Point placement records
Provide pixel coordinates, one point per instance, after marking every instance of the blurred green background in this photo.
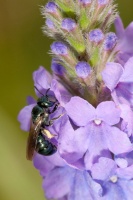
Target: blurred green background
(23, 48)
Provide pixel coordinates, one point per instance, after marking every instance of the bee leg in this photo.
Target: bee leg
(52, 120)
(54, 109)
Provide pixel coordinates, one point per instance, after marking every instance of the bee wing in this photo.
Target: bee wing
(31, 142)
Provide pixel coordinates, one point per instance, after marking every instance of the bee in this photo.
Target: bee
(39, 120)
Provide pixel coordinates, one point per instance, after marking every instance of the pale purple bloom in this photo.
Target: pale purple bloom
(61, 181)
(43, 81)
(116, 182)
(51, 7)
(59, 48)
(57, 68)
(96, 136)
(85, 2)
(68, 24)
(83, 69)
(93, 123)
(103, 2)
(96, 35)
(49, 23)
(120, 81)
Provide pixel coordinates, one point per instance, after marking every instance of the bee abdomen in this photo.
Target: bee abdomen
(44, 147)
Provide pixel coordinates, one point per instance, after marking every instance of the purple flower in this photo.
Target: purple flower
(85, 2)
(61, 181)
(51, 7)
(68, 24)
(59, 48)
(103, 2)
(42, 80)
(93, 124)
(57, 68)
(125, 41)
(83, 69)
(120, 81)
(50, 23)
(96, 35)
(95, 136)
(116, 182)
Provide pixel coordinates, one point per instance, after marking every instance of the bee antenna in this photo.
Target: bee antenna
(38, 90)
(47, 91)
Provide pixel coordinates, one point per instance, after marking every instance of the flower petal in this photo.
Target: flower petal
(97, 145)
(60, 92)
(70, 142)
(117, 141)
(119, 27)
(127, 75)
(84, 188)
(111, 74)
(80, 111)
(57, 182)
(104, 169)
(125, 173)
(127, 123)
(108, 112)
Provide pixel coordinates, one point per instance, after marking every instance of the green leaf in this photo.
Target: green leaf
(84, 20)
(95, 57)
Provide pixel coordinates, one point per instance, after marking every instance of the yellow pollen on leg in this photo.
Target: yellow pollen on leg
(98, 121)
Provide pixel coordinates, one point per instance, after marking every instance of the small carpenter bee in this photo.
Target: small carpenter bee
(39, 120)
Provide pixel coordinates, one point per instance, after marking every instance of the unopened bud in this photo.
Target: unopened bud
(96, 35)
(82, 69)
(50, 23)
(59, 48)
(110, 41)
(68, 24)
(57, 68)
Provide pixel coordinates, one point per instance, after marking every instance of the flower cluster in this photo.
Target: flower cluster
(92, 80)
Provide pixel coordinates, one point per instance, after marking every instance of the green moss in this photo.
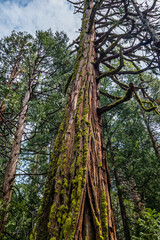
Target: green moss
(33, 236)
(100, 165)
(104, 215)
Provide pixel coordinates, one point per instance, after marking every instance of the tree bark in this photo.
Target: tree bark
(120, 196)
(14, 74)
(15, 151)
(76, 203)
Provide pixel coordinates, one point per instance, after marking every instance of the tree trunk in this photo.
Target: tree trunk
(120, 197)
(153, 139)
(76, 203)
(15, 151)
(14, 74)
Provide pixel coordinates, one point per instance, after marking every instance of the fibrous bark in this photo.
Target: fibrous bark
(76, 202)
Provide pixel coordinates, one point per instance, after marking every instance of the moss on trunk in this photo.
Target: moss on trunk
(76, 202)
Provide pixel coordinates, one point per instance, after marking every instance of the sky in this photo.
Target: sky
(32, 15)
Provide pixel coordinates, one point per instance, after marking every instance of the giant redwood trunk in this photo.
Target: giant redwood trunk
(76, 203)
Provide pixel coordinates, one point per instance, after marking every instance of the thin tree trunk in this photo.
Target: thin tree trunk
(14, 74)
(120, 196)
(76, 203)
(153, 139)
(15, 151)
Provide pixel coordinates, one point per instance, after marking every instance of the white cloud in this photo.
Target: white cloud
(38, 15)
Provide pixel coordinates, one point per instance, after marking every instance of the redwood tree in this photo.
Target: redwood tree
(76, 203)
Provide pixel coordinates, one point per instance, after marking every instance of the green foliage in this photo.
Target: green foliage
(148, 225)
(43, 118)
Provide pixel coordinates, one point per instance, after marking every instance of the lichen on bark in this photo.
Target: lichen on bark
(71, 203)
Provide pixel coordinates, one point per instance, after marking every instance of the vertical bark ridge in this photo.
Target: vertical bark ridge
(76, 199)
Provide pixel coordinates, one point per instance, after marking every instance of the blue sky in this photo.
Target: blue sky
(32, 15)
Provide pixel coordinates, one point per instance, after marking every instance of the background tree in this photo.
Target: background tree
(44, 49)
(76, 203)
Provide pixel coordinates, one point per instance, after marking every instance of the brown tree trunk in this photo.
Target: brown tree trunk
(15, 151)
(120, 196)
(76, 202)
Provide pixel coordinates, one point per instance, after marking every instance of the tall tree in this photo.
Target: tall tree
(76, 203)
(42, 50)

## WORK TO DO
Write out all of the lines above again, swapping "pixel coordinates" for "point coordinates" and leaving everything else unchanged. Omit the pictures.

## EXERCISE RESULT
Provide point coordinates, one point per instance, after marking every instance of the blurred green background in this photo.
Target: blurred green background
(23, 48)
Provide point coordinates, one point per instance, after marking every instance of the bee leg in this photo.
Target: bee leg
(52, 120)
(54, 109)
Provide point coordinates, one point per instance, after marking every instance of the bee wing in this photo.
Target: bee wing
(31, 142)
Provide point coordinates, one point per instance, after marking every instance of the bee in this photo.
Target: bee
(39, 120)
Provide point coordinates, one point per instance, after marking every instance of the pale purple bloom in this photo.
Target: pale purple bloom
(61, 181)
(43, 81)
(116, 182)
(51, 7)
(59, 48)
(57, 68)
(96, 136)
(85, 2)
(68, 24)
(83, 69)
(93, 123)
(103, 2)
(96, 35)
(49, 23)
(120, 81)
Provide point coordinates, one point per instance, after marking every instance of the bee abdomen in this photo.
Target: bee abdomen
(44, 147)
Provide point coordinates, one point per instance, after marking every instance of the purple flower in this photo.
Target: purple flower
(85, 2)
(61, 181)
(51, 7)
(68, 24)
(59, 48)
(103, 2)
(42, 80)
(93, 124)
(57, 68)
(125, 41)
(83, 69)
(120, 81)
(50, 23)
(96, 35)
(95, 136)
(116, 182)
Provide point coordinates, one point per instance, after marking every instance of the bee antenna in this photo.
Target: bee antenna
(38, 90)
(47, 91)
Provide point coordinates, one point per instance, after marking every instance of the flower petal in this photo.
Target: flower petal
(97, 145)
(60, 92)
(70, 142)
(117, 141)
(119, 27)
(127, 75)
(84, 188)
(111, 74)
(80, 111)
(57, 182)
(104, 169)
(125, 173)
(127, 123)
(108, 112)
Provide point coordinates, one point per instance, after marking every instance of the green leaf in this photo.
Target: green leaf
(84, 20)
(95, 57)
Provide point coordinates, one point per instance, after marking every instance of the yellow pollen on leg in this photo.
Target: yellow pollen on leg
(98, 121)
Provide point coordinates, one point per instance, after marking every instance of the small carpenter bee in this photo.
Target: small carpenter bee
(39, 120)
Provide point coordinates, one point per instance, after marking every instance of the unopened bud in this photo.
Target: unopened bud
(96, 35)
(82, 69)
(50, 23)
(59, 48)
(110, 41)
(68, 24)
(57, 68)
Provide point coordinates, one point per instance, after marking every instance of the flower cluster in this photo.
Target: flower cluster
(92, 80)
Provide point coordinates, one point per instance, after marking every instance of the green moss in this photo.
Target: green moss
(33, 236)
(100, 165)
(104, 215)
Provide point coordinates, one point per instance, after marking every instance of the tree bark in this photo.
Target: tree bark
(120, 196)
(14, 74)
(15, 151)
(76, 203)
Provide point coordinates, one point per instance, after marking every instance of the tree trunk in this photo.
Target: tree trunk
(120, 197)
(153, 139)
(76, 203)
(15, 151)
(14, 74)
Provide point coordinates, one point per instance, after marking every instance of the fibrous bark in this photo.
Target: fibrous bark
(76, 202)
Provide point coordinates, one point per instance, after marking every instance of the moss on trunk in this photo.
Target: moss on trunk
(76, 202)
Provide point coordinates, one point per instance, after marking every instance of the sky in this photo.
Target: sky
(32, 15)
Provide point coordinates, one point per instance, after marking every instance of the giant redwood trunk in this photo.
Target: giant redwood trunk
(76, 203)
Provide point coordinates, one point per instance, after marking every instance of the thin tree trunk in this photo.
Target: thin tree trunk
(14, 74)
(120, 196)
(76, 203)
(153, 139)
(15, 151)
Provide point coordinates, one point per instance, after marking every instance of the white cloud in this photo.
Target: white cloud
(38, 15)
Provide point coordinates, one point per instance, after marking every instance of the redwood tree in this photo.
Target: redwood tree
(76, 203)
Provide point coordinates, one point per instance, after marking every instance of the green foliage in this photo.
Target: green foliage
(148, 225)
(43, 118)
Provide point coordinates, one point per instance, after marking every instance of the lichen on bark in this photo.
Target: lichen on bark
(71, 203)
Provide point coordinates, one point per instance, after marking every instance of the vertical bark ridge in this photo.
Target: vertical bark ridge
(76, 199)
Provide point coordinates, one point per instance, after marking every instance of the blue sky in this photo.
Target: blue sky
(32, 15)
Provide point coordinates, one point per instance, after marking every instance of the background tree in this photo.
Target: background tree
(44, 49)
(76, 203)
Provide point coordinates, one point per instance, after marking every instance of the brown tree trunk in this photo.
Target: brown tree trunk
(15, 151)
(120, 196)
(76, 202)
Provide point coordinates, one point per instance, after marking every instance of the tall tree in this photo.
Target: tall tree
(76, 203)
(42, 50)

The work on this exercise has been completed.